- [BRIEF]: Convert the rows below into a JSON list of strings with one string per line, leaving out any blank lines. Include only the part that opens with the line containing "If you could point at the person's" and closes with the line containing "If you could point at the m09", both lines included.
--- Start RECORDS TO USE ---
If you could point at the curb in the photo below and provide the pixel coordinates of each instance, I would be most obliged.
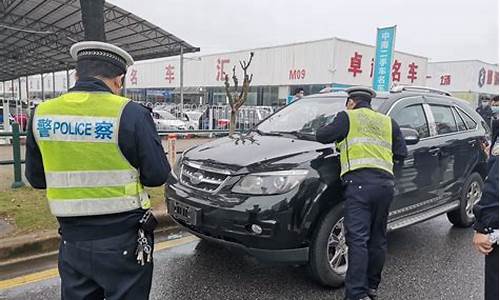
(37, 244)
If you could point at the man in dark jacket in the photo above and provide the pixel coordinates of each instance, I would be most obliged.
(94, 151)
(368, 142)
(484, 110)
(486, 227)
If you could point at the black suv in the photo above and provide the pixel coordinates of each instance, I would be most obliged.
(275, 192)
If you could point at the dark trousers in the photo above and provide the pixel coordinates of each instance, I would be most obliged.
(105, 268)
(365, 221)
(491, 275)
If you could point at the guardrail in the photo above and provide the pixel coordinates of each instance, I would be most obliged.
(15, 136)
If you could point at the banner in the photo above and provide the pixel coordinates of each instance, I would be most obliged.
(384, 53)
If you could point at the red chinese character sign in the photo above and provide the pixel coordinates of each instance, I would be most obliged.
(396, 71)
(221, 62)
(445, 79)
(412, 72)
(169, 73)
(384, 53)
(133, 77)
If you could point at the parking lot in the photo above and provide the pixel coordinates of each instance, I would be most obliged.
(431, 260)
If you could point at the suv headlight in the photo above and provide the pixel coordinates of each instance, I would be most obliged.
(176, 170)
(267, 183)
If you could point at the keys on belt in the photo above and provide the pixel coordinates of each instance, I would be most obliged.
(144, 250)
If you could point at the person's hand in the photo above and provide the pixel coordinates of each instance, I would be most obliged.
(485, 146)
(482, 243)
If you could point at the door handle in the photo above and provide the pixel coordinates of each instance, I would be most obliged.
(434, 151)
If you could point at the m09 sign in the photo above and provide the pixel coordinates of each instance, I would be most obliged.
--- End RECORDS TO USE ---
--- Start RECORDS TO USE ---
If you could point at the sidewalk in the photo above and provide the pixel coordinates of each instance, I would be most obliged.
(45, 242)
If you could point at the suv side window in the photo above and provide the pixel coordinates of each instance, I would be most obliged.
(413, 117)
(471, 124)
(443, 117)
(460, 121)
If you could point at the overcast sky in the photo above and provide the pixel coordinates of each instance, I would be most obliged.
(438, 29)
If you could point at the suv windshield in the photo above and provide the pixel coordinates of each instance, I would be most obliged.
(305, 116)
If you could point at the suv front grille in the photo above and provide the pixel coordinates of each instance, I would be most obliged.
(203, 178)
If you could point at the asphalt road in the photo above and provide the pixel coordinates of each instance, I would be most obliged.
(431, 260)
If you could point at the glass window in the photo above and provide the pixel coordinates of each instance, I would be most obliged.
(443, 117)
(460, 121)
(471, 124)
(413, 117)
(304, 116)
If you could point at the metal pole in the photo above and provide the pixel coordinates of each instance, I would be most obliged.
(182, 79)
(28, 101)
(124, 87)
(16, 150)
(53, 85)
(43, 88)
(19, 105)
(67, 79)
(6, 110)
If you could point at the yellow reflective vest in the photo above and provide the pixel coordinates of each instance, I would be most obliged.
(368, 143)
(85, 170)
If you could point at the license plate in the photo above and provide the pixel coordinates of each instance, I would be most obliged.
--- End RECORDS TO USE ---
- [SOLVED EXERCISE]:
[
  "If you could point at the person's hand in the photo above and provide the pixel coordinates of each instance, I would be most obliged.",
  "(485, 146)",
  "(482, 243)",
  "If you could point at the door handle in the photo above and provide the pixel coordinates of each instance, I would be most obliged.",
  "(434, 151)",
  "If you could point at the m09 sign in the photo above and provide the pixel coordinates of each instance, I would be most obliged."
]